» **BRIEF**
I would like every record printed again, exactly as shown.

» **STUDY MATERIAL**
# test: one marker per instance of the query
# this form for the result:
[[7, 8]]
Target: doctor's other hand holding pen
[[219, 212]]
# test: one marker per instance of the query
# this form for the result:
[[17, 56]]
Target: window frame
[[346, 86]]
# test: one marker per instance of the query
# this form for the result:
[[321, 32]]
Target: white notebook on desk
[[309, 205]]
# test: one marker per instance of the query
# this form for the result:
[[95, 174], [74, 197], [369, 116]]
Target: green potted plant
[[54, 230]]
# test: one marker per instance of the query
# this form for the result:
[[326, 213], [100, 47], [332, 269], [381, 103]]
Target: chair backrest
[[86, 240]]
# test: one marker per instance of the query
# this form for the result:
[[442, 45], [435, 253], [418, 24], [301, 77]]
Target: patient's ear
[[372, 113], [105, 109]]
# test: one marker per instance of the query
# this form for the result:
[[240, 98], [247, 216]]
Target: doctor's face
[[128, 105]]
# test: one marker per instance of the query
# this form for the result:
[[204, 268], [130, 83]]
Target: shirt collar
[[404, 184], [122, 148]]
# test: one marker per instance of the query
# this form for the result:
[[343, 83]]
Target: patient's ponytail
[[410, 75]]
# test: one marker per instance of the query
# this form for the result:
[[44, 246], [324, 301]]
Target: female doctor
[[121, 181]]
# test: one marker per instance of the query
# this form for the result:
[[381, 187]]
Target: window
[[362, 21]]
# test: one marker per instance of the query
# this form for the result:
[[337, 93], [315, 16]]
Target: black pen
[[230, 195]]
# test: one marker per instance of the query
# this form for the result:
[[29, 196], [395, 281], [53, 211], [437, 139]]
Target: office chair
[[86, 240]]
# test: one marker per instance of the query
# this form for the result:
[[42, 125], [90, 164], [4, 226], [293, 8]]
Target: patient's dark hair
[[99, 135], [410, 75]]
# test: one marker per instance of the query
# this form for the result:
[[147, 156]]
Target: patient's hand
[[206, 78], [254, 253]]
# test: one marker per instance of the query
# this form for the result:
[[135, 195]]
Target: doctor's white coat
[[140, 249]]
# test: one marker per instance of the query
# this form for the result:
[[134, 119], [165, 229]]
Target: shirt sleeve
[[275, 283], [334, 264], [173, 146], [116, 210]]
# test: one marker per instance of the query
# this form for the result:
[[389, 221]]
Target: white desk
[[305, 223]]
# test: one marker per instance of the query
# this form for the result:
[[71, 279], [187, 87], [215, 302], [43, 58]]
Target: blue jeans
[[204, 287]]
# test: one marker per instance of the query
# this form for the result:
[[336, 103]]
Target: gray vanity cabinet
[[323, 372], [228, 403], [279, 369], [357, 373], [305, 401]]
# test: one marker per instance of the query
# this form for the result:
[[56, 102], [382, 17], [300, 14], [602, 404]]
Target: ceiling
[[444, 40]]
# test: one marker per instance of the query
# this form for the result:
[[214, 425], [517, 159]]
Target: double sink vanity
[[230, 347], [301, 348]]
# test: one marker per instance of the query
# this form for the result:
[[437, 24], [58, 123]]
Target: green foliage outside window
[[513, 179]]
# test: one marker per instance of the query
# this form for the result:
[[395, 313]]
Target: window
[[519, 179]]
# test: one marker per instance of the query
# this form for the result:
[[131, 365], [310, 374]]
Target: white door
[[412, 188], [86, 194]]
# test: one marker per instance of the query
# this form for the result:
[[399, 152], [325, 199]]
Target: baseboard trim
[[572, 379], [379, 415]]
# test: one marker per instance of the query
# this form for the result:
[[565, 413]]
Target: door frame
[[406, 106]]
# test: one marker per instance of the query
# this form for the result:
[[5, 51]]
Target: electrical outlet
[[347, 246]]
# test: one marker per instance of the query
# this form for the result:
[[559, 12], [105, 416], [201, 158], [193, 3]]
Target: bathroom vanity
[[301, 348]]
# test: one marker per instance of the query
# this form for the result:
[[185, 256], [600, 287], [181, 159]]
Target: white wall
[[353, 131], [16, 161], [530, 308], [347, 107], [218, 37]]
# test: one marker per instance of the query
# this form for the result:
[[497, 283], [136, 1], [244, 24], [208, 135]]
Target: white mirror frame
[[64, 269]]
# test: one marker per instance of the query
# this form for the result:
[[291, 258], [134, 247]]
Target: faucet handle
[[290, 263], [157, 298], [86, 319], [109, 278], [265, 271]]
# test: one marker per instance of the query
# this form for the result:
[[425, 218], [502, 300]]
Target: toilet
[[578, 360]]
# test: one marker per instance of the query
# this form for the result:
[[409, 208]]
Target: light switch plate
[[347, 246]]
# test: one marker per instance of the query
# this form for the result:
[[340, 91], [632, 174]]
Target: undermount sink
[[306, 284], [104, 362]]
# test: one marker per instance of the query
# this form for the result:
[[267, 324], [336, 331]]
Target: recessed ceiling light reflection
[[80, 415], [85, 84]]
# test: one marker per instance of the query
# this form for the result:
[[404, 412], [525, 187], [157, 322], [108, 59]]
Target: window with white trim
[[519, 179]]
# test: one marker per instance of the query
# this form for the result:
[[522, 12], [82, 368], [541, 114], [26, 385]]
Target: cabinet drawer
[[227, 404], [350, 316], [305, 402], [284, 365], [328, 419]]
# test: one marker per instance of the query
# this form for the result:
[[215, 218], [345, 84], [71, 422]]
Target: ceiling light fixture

» **OUTPUT OF THE TASK**
# test: one marker per instance of the query
# this form for the result:
[[7, 8]]
Target: doctor's other hand holding pen
[[219, 212]]
# test: one marker per instance of the query
# this form for the result:
[[17, 56]]
Target: window frame
[[346, 86]]
# test: one marker per instance of the query
# this form for the result:
[[321, 32]]
Target: white notebook on desk
[[309, 205]]
# test: one marker per instance of the query
# this form for the result:
[[95, 174], [74, 197], [369, 116]]
Target: green potted plant
[[54, 230]]
# test: one marker per instance of the query
# this form for the result:
[[326, 213], [100, 47], [332, 269], [381, 103]]
Target: chair backrest
[[86, 240]]
# test: one marker per instance of the query
# this form for the result:
[[442, 45], [435, 253], [418, 24], [301, 77]]
Target: patient's ear
[[372, 113], [105, 109]]
# test: one marker per instance of the query
# this form for the result:
[[240, 98], [247, 216]]
Target: doctor's face
[[128, 105]]
# test: one marker per instance of the query
# this form for the result:
[[204, 268], [130, 83]]
Target: shirt collar
[[404, 184], [122, 148]]
# test: one marker per instance of the query
# this form for the result:
[[343, 83]]
Target: patient's ponytail
[[410, 75]]
# test: one marker per instance of the query
# this form for the result:
[[44, 246], [324, 301]]
Target: female doctor
[[121, 181]]
# test: one marker per instance of the query
# this form for the result:
[[381, 187]]
Target: window
[[362, 21]]
# test: one marker per instance of the query
# this form for the result:
[[337, 93], [315, 16]]
Target: black pen
[[230, 195]]
# test: one marker per instance of the query
# this form for the result:
[[29, 196], [395, 281], [53, 211], [437, 139]]
Target: office chair
[[86, 240]]
# test: one marker per instance of the query
# this form for the result:
[[42, 125], [90, 164], [4, 226], [293, 8]]
Target: patient's dark hair
[[99, 135], [410, 75]]
# test: one marker per instance of the query
# this form for the result:
[[147, 156]]
Target: patient's hand
[[206, 78], [254, 253]]
# test: one marker per instance of the query
# this form for the result:
[[135, 195]]
Target: doctor's white coat
[[140, 249]]
# test: one marker per instance of the query
# this form for the result:
[[134, 119], [165, 229]]
Target: shirt sleeve
[[275, 283], [334, 264], [173, 146], [116, 210]]
# test: one marker per instance of the query
# this form for the result:
[[389, 221]]
Target: white desk
[[305, 223]]
# test: one marker per instance of the query
# this form for the result:
[[71, 279], [187, 87], [215, 302], [43, 58]]
Target: blue jeans
[[204, 287]]
# test: one marker per instance of the query
# this form for the result:
[[336, 103]]
Target: gray vanity cabinet
[[323, 372], [228, 403], [279, 369], [357, 373], [305, 401]]
# test: one marker per instance of the query
# this form for the result:
[[56, 102], [382, 17], [300, 14], [602, 404]]
Target: ceiling
[[444, 40]]
# test: one marker per instance of the query
# this form for the result:
[[214, 425], [517, 159]]
Target: double sink vanity
[[230, 347], [301, 348]]
# test: one marker per instance of the query
# this form for the result:
[[437, 24], [58, 123]]
Target: green foliage outside window
[[513, 179]]
# test: one marker per instance of the query
# this form for the result:
[[395, 313]]
Target: window
[[519, 179]]
# test: one marker per instance of the query
# this form for the result:
[[131, 365], [310, 374]]
Target: white door
[[412, 188], [86, 194]]
# test: one marker per instance of the query
# this form for the result:
[[399, 152], [325, 199]]
Target: baseboard trim
[[572, 379], [379, 415]]
# test: one marker per instance of the query
# this form for the result:
[[565, 413]]
Target: door frame
[[406, 106]]
# test: one marker per instance of the query
# this form for the result:
[[5, 51]]
Target: electrical outlet
[[347, 246]]
# test: one marker per instance of the query
# this form for the result:
[[559, 12], [105, 416], [201, 158], [193, 3]]
Target: bathroom vanity
[[301, 348]]
# test: one marker per instance of the query
# this form for the result:
[[185, 256], [600, 287], [181, 159]]
Target: white wall
[[353, 131], [16, 161], [530, 308], [347, 107], [218, 37]]
# test: one marker per instance of the query
# this form for the result:
[[497, 283], [136, 1], [244, 24], [208, 135]]
Target: white mirror frame
[[64, 269]]
# test: one marker per instance of the query
# this form for the result:
[[291, 258], [134, 247]]
Target: faucet handle
[[290, 263], [157, 298], [86, 319], [109, 278], [265, 271]]
# test: one marker per instance of the query
# this form for the result:
[[425, 218], [502, 300]]
Target: toilet
[[578, 360]]
# test: one marker per instance of the query
# this form for the result:
[[409, 208]]
Target: light switch plate
[[347, 246]]
# test: one marker per instance of the query
# this form for the result:
[[340, 91], [632, 174]]
Target: undermount sink
[[306, 284], [104, 362]]
# test: one marker per instance of the query
# this form for the result:
[[267, 324], [336, 331]]
Target: recessed ceiling light reflection
[[80, 415], [85, 84]]
# test: one marker per instance of the query
# this form for the result:
[[404, 412], [525, 187], [157, 322], [108, 59]]
Target: window with white trim
[[519, 179]]
# test: one marker per instance of the query
# this form for the result:
[[522, 12], [82, 368], [541, 114], [26, 385]]
Target: cabinet drawer
[[227, 404], [350, 316], [305, 402], [284, 365], [328, 419]]
# test: one marker per instance of the query
# this form for the result:
[[215, 218], [345, 84], [71, 422]]
Target: ceiling light fixture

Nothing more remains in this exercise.